### Work instructions
From the rows below, keep only the lines that contain the string "hand", treating uppercase and lowercase as different, and copy those lines out.

### Records supplied
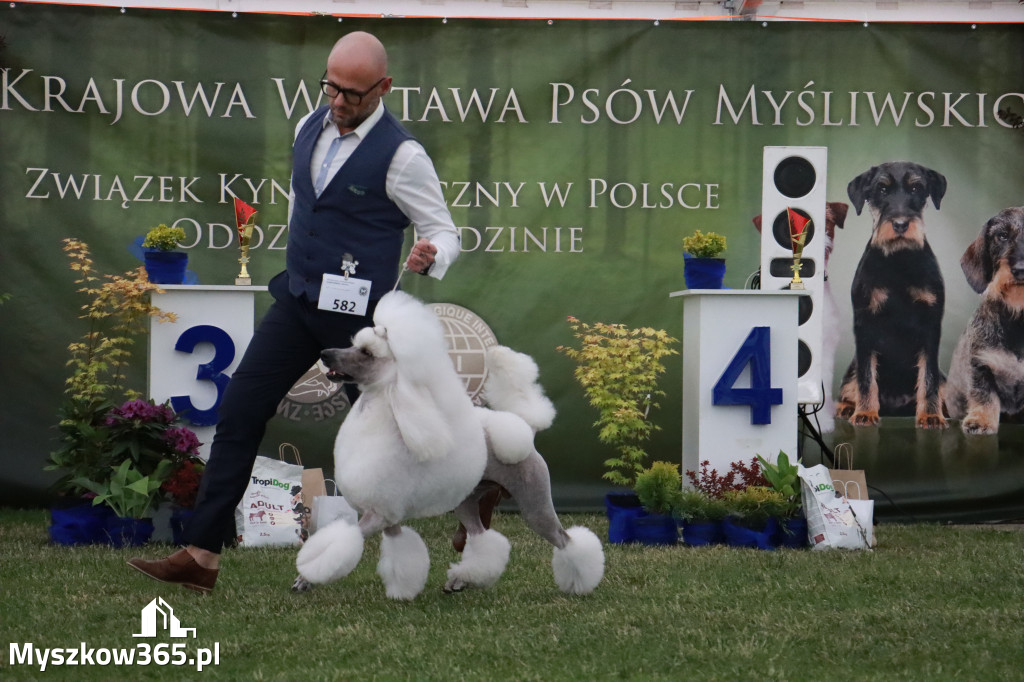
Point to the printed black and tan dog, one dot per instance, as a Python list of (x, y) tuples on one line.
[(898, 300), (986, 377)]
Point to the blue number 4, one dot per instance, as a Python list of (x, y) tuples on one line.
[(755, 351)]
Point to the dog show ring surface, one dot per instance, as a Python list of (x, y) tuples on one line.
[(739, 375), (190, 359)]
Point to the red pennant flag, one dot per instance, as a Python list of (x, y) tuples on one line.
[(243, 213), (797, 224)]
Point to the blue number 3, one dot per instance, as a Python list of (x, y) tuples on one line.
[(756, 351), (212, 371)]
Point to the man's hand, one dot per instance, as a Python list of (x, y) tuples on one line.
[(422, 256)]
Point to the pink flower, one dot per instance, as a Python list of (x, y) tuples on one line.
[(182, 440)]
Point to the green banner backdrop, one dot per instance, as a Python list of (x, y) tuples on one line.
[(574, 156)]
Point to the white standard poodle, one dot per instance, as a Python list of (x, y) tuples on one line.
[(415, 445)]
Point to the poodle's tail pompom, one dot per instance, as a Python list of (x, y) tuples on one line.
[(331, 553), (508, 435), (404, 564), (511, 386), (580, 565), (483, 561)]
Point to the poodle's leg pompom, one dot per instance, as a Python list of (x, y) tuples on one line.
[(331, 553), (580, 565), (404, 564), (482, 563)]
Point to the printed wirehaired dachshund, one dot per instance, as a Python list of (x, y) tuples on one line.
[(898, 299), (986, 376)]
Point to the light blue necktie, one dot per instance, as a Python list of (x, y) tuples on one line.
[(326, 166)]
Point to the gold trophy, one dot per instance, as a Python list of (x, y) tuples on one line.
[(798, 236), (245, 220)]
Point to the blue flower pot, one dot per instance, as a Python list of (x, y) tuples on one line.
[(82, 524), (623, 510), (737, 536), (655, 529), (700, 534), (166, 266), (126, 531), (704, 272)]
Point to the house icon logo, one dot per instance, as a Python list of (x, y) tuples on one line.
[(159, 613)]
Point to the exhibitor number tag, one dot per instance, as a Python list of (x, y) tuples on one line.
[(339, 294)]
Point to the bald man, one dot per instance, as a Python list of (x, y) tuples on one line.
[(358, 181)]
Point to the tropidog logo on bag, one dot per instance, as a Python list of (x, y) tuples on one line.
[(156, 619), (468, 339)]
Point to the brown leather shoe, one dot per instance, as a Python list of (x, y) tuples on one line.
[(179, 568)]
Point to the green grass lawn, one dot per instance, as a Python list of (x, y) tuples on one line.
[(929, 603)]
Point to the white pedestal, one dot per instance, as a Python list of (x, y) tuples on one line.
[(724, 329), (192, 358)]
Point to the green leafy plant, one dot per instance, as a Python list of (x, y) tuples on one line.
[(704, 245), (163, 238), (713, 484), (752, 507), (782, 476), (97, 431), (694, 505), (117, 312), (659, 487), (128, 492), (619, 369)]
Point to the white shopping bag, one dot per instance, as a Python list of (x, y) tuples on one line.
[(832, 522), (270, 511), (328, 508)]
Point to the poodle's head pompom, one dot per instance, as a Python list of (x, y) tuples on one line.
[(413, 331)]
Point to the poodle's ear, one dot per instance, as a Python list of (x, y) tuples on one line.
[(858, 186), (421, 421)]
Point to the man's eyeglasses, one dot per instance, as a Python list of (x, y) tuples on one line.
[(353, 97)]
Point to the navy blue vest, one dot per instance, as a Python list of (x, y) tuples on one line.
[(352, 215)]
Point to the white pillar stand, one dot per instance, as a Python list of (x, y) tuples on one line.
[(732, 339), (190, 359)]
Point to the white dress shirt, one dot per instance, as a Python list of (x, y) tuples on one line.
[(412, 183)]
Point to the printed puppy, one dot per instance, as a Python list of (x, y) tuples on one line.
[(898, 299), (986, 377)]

---

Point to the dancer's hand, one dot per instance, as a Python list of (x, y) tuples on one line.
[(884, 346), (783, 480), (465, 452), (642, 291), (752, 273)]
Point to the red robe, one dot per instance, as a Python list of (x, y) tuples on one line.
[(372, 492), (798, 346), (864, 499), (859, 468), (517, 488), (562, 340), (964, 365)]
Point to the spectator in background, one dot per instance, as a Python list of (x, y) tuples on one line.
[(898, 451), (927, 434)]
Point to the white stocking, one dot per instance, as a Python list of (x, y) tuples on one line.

...

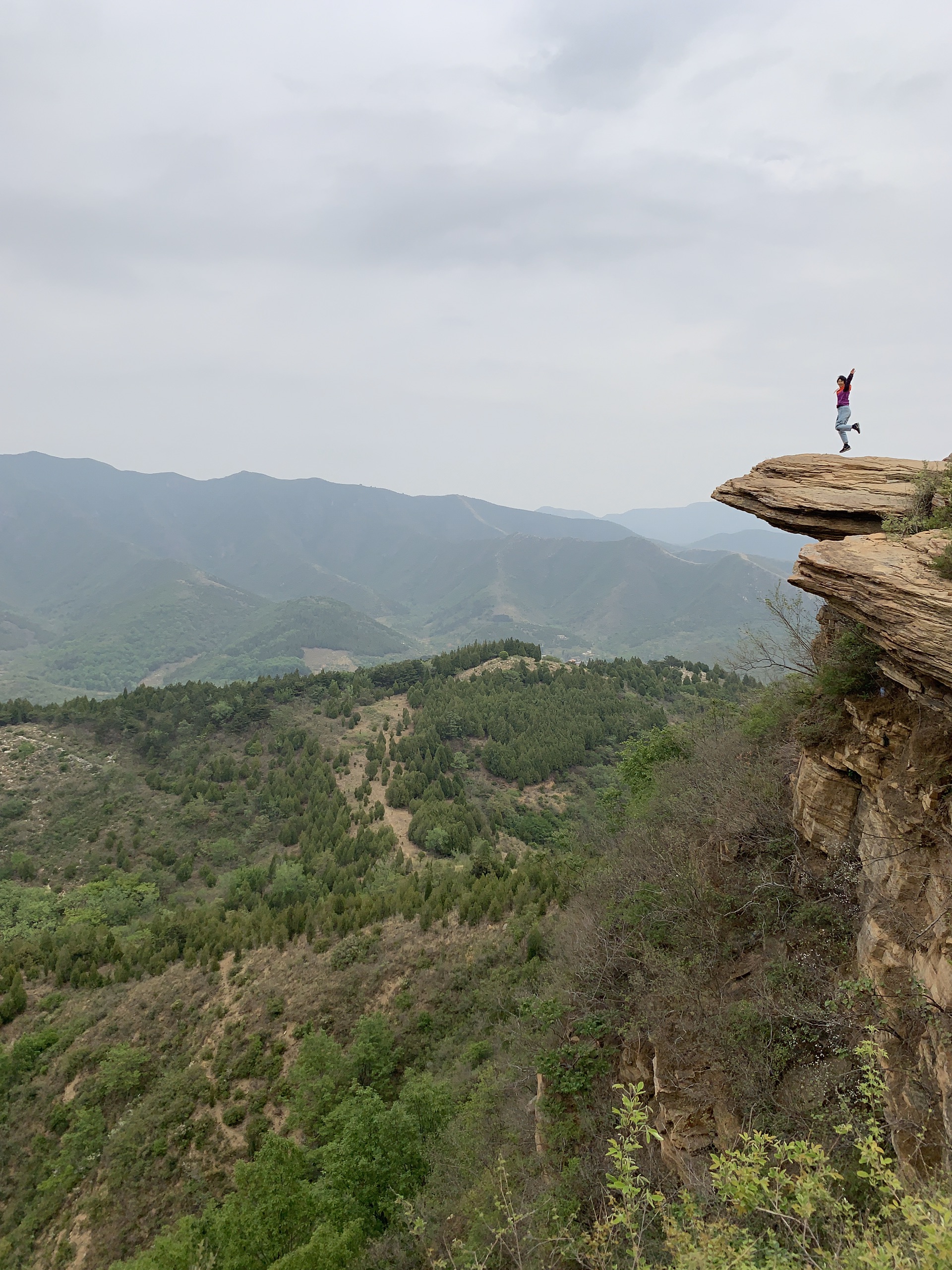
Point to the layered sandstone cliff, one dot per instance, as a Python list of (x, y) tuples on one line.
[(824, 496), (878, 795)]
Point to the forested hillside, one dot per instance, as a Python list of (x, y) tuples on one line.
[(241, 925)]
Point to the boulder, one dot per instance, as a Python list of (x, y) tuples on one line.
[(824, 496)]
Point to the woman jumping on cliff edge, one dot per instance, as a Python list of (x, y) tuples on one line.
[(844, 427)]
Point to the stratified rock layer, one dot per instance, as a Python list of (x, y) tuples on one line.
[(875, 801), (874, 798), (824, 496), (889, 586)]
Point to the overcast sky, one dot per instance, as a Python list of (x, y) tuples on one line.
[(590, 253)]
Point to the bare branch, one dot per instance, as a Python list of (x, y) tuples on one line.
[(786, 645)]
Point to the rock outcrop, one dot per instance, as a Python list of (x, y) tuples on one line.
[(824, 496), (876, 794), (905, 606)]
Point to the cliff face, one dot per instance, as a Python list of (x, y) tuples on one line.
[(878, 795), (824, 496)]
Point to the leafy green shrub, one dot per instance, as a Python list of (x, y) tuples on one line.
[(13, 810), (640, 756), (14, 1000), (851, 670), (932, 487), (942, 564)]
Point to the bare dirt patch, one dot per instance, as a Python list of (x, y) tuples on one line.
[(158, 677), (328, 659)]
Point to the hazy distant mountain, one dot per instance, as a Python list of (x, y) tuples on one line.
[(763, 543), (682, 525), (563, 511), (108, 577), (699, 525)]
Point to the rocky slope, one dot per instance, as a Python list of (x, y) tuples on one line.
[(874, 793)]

### Solved problem
Point to the man's hand, one dot per instance, as a Python list of (x, y) tuples on one line.
Point to the dancer's hand, one dot per instance, as a Python list of (x, y) tuples on one line.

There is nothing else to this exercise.